(Collected data)
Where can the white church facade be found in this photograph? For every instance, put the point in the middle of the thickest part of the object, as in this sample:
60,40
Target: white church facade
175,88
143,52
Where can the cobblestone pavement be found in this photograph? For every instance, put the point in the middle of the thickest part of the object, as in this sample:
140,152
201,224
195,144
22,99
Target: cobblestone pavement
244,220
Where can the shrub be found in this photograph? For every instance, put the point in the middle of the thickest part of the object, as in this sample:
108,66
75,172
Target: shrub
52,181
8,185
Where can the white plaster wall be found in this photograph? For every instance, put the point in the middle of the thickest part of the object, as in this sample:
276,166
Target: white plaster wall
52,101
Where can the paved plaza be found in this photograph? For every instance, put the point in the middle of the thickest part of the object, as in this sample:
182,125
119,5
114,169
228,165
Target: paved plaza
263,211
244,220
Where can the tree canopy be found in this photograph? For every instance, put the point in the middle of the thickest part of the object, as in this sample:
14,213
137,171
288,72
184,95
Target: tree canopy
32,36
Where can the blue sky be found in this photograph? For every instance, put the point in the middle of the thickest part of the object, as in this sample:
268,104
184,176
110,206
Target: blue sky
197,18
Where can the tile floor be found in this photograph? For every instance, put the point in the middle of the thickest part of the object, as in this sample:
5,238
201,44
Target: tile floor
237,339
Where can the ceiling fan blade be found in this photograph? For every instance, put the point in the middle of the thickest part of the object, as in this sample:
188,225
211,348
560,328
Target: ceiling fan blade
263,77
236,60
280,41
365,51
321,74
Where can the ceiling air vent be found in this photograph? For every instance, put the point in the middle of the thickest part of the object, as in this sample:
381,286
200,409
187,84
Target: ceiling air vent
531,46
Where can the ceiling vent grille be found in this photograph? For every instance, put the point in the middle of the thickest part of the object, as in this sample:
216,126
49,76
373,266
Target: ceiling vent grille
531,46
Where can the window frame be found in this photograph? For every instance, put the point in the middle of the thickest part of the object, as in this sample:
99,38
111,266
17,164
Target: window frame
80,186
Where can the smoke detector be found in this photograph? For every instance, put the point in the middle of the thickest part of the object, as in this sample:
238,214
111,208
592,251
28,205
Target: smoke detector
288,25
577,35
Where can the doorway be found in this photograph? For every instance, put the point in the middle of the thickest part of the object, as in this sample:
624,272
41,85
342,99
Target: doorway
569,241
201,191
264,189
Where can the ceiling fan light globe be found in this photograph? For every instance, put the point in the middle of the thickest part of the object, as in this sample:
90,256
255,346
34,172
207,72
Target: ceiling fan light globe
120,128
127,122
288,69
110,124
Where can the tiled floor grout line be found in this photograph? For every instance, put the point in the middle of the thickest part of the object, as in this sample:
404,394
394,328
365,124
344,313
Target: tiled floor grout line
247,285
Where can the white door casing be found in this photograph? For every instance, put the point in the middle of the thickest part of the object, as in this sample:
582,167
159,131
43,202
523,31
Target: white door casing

**AIM**.
Copy each line of the data exactly, leaving nothing out.

**ANSWER TO THE TASK**.
Where can the white church facade be found in this photograph? For every instance, put the point in the middle of the thickest part of the object, as in this sample:
60,40
Target: white church facade
175,88
143,52
Where can the cobblestone pavement be found in this photograph? For every instance, put the point in the middle of the thickest part of the object, as in this sample:
140,152
201,224
195,144
22,99
Target: cobblestone pavement
244,220
Where can the shrub be found in this photograph? For every instance, put the point in the middle of the thickest part of the object, as in this sample:
108,66
75,172
Target: shrub
52,181
8,185
Where can the white plaster wall be found in this photograph? For every instance, put the point in the middle of the thickest part of the object, as in this sample:
276,166
Target: white plaster wall
52,101
Where can the paved plaza be found in this photograph? For every instance, put the point in the middle of the thickest part of the object, as in this sample:
182,125
119,5
114,169
228,165
Target: paved plaza
263,211
244,220
Where can the tree canopy be found in this photograph? For every instance, put the point in the middle of the thickest part of the object, as in this sample:
14,213
137,171
288,72
184,95
Target: tree canopy
32,36
Where can the blue sky be found in this photograph? For every instance, put the point in the middle of the thickest part of the object, as in this sample:
268,104
184,176
110,206
Target: blue sky
197,18
Where can the tile floor be found in this photograph? For every instance, put the point in the middle of the thickest part of the object, as in this sample:
5,238
201,44
Target: tile floor
237,339
Where can the ceiling fan blade be found in this photograph? For every instance, put the point in the middle of the thickest part of the object, as in this sample:
188,225
211,348
560,328
Target: ceiling fan blade
263,77
236,60
280,41
365,51
321,74
Where can the ceiling air vent be found in this photograph? For every instance, put the point in the middle of the thickest part of the object, as in this sample:
381,286
200,409
187,84
Target: ceiling air vent
531,46
Where can the ceiling vent grille be found in this photograph? For every instance, put the point in the middle of the thickest part of the object, as in this sample:
216,126
49,76
373,266
Target: ceiling vent grille
531,46
Where can the window frame be found in this photograph? For every instance, put the point in the middle of the thickest part of the object, as in this sample:
99,38
111,266
17,164
Target: window frame
80,186
Where can the smoke detector be found in this photograph? For every instance, put the point in the middle of the thickest part of the object, as in this sample:
238,214
111,208
592,251
28,205
Target: smoke detector
288,25
577,35
Where can the doorway be found in this photograph? For every instance, put the point in the middle of the thickest part of the object, as in this sample:
624,272
41,85
342,99
Target: doorway
569,241
201,191
264,189
Where can the ceiling fan light globe be found in this photograph? For every instance, put the point in the middle of the thickest part of the object, as in this sample:
90,256
255,346
34,172
207,72
Target: ceiling fan light globe
120,128
127,122
288,69
110,124
Where can the tiled floor grout line be found in this photograph? For every instance, put the point in the middle of the thickest part of the object, as in this sample:
404,394
394,328
365,124
344,313
Target: tiled floor grout line
247,285
Where can the white door casing be found in this photograph? For every instance, put the point in the middle of the thickest part of the object, as in this sample:
582,167
159,131
43,202
523,31
Target: white door casing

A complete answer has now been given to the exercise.